• _TASK DIRECTIONS_
Every line of the material that follows must be printed again exactly.

• _EXERCISE MATERIALS_
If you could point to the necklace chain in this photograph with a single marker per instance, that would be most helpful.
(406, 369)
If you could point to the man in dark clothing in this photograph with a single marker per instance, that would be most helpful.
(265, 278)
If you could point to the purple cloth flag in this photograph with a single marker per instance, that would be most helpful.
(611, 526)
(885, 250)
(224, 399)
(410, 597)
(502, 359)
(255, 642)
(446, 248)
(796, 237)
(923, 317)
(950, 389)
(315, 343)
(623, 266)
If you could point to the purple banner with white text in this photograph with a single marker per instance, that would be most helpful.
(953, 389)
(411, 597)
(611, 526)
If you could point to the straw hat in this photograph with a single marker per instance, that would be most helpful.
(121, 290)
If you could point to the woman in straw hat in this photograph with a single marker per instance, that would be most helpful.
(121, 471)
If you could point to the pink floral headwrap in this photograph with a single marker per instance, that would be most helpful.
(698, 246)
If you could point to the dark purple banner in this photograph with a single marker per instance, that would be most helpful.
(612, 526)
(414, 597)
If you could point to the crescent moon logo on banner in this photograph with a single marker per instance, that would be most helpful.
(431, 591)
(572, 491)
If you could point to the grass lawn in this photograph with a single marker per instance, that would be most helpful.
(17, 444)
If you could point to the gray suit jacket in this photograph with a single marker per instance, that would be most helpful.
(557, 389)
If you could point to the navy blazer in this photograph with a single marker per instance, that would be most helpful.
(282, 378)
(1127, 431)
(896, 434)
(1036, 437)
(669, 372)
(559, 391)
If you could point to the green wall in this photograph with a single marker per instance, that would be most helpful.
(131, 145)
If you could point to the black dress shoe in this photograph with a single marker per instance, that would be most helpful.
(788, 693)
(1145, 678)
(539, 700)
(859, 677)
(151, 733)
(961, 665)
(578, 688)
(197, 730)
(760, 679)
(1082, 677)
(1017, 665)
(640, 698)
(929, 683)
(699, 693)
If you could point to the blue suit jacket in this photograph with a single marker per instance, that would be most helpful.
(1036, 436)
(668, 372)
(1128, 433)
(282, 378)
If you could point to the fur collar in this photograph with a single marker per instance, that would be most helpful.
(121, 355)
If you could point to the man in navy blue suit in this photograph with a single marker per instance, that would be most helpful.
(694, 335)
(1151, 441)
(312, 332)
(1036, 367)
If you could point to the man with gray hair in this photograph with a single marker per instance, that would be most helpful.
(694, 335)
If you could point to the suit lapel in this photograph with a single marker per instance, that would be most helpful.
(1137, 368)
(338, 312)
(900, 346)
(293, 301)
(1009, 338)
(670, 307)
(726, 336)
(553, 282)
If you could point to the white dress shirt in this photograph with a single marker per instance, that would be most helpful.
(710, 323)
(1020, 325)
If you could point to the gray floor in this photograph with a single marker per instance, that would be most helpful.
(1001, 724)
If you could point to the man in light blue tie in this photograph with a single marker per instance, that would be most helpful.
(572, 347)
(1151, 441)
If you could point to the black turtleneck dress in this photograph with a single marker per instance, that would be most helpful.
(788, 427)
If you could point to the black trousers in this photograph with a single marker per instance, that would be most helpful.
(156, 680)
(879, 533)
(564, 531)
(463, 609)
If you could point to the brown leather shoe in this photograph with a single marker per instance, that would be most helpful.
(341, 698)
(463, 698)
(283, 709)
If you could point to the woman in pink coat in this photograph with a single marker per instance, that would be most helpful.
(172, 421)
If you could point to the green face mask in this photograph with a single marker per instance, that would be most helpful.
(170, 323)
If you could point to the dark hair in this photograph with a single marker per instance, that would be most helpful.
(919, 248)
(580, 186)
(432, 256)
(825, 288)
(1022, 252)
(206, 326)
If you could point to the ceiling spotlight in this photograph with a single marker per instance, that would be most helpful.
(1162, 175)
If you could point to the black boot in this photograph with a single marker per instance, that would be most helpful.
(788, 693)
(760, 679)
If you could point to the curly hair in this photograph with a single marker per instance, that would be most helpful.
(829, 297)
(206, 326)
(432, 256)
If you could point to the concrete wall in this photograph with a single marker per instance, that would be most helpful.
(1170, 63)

• _SOLVED EXERCISE_
If you could point to the necklace chain in this photograph with a single marker per instance, that would be most helpful.
(406, 369)
If you could point to the man in dark clothing in this photograph with a single marker per instance, that would be most helpful.
(265, 278)
If you could point to the purple cloth flag in this photograph with a single marker per instance, that would be most helpful.
(611, 526)
(885, 250)
(224, 399)
(410, 597)
(502, 359)
(255, 642)
(446, 248)
(796, 237)
(923, 317)
(950, 389)
(315, 343)
(623, 266)
If you could point to the purple banner with white text in this photograph with a single marker per instance, that would be most helpful.
(953, 389)
(411, 597)
(611, 526)
If you could point to the straw hat in this photograph with a single marker per instance, that would be most helpful.
(121, 290)
If you could point to the woman in straw hat in this photograph with a single marker per instance, that would be most helpful.
(121, 471)
If you could point to the pink floral headwrap in this photograph with a single marker per instance, that would be most helpful.
(698, 246)
If you could point to the dark purple banner in this photograph with a single marker per instance, that would be most helpful.
(612, 526)
(414, 597)
If you could point to the crescent moon logo on banner in this photograph with a single marker per instance, that would be most helpful.
(431, 591)
(572, 491)
If you could point to the grass lawn in this photograph with a single marker per instance, that would be most helpful.
(17, 444)
If you could point to the gray suit jacket in this photograph with a single marker per instance, that would be most helpful.
(557, 389)
If you could point to the navy blazer in this photograph with a single marker per instance, that would be most helpful.
(282, 378)
(1127, 431)
(896, 434)
(1036, 437)
(669, 372)
(559, 391)
If you could point to the green wall in this photograph with a single marker per instance, that would be most helpful.
(131, 145)
If you could point to the black dress shoe in this photograph with a single marker per instance, that would be most helpful.
(788, 693)
(1145, 678)
(539, 700)
(859, 677)
(151, 733)
(961, 665)
(578, 688)
(197, 730)
(760, 679)
(1082, 677)
(1017, 665)
(640, 698)
(929, 683)
(699, 693)
If you could point to the blue suit jacket in this photograph with a single marker per instance, that would be most helpful.
(1036, 436)
(668, 372)
(1128, 433)
(282, 378)
If you could point to the fur collar in this photograph with a single marker per instance, that would be most helpful.
(121, 355)
If you could point to the man in navy blue suit in this photograph with a single marker per instance, that would be most helpful.
(694, 335)
(1151, 441)
(312, 332)
(1036, 367)
If you could point to the man with gray hair in this photograph with a single marker per instance, that would be most helpful.
(694, 335)
If you could point to the suit lapel in this photograph with a single marker per instance, that would be most helpful.
(1137, 368)
(338, 312)
(900, 346)
(293, 301)
(1009, 338)
(670, 307)
(726, 336)
(553, 282)
If you could point to the white dress shirt in this photograph with a single marker per instance, that would be most helpful.
(710, 323)
(1020, 325)
If you could point to the gray floor in this photograph with a single marker per instance, that would be most helpful.
(1001, 724)
If you could point to the man in light blue tie in this photograph with a single marker per instance, that would be most helpful.
(572, 347)
(1151, 441)
If you could point to the black turtleneck dress in this photograph with a single marker per instance, that would be most helpful.
(788, 427)
If you could point to the black trousers in this photograph with a single marker per instance, that would be most helpful.
(156, 680)
(879, 533)
(564, 531)
(463, 609)
If you could point to the brown leather shoe in this photograph with a single marker per instance, that would be most helpful.
(341, 698)
(463, 698)
(283, 709)
If you could point to the woman in pink coat in this photograph with a single marker per instance, that would be most helpful.
(172, 421)
If you could point to the green face mask in this photograph with a single marker per instance, that would be most helpful.
(170, 323)
If you could point to the dark hair in this photograph with a single marker per instance, that would be most helpful.
(919, 248)
(580, 186)
(432, 256)
(825, 288)
(1022, 252)
(206, 326)
If you could point to the ceiling spotlight in this photograph with a single marker per instance, that would be most helpful.
(1162, 175)
If you could point to the black boot in this photograph with a single marker per instance, that would be most helpful.
(788, 693)
(760, 679)
If you could point to the curly hair in this photograph with a single marker per instance, that would be most helpful.
(829, 297)
(206, 326)
(432, 256)
If you could point to the concrete wall in this photograph with a single marker per instance, that would be most helpful.
(1170, 63)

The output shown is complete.